● Requirements
Rewrite the stretch of the listing from its start through the line containing "[176, 128, 199, 240]", replacing "hiker" with "climber" and leaving everything else unchanged.

● Data supplied
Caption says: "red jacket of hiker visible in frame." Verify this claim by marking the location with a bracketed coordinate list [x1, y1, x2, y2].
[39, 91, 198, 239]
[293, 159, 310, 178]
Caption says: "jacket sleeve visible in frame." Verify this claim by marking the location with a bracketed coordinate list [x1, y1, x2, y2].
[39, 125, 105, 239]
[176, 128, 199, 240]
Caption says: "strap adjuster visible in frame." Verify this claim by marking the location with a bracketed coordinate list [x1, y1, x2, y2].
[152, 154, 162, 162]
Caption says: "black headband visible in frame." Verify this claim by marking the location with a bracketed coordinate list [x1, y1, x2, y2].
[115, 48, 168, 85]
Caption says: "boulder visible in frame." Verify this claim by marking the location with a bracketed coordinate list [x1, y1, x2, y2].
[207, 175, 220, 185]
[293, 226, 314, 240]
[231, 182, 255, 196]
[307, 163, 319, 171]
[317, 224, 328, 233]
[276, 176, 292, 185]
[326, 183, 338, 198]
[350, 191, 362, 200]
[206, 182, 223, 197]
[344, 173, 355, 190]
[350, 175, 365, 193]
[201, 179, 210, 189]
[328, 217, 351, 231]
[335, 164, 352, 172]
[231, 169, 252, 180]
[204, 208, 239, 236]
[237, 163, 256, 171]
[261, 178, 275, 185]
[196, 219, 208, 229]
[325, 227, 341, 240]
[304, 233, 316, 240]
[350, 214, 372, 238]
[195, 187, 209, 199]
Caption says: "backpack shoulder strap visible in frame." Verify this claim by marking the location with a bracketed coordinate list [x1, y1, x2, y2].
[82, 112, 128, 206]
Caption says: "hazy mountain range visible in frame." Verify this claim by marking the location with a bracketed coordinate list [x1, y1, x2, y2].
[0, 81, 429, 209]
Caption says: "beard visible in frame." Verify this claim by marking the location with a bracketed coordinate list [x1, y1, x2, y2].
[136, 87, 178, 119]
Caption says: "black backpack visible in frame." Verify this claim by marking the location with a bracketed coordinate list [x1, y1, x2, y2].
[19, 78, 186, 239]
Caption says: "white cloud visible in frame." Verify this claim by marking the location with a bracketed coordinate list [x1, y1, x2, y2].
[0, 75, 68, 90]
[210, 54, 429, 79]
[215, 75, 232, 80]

● Result for this task
Caption says: "red jacket of climber visible in frame." Verify this claim by marking the location with a bracketed coordinate list [x1, y1, x2, y2].
[39, 91, 198, 239]
[293, 159, 310, 178]
Caption says: "jacket sleeve visible in frame." Verify this claim by marking the location with a bracketed coordinate list [x1, y1, x2, y2].
[39, 125, 105, 239]
[176, 128, 199, 240]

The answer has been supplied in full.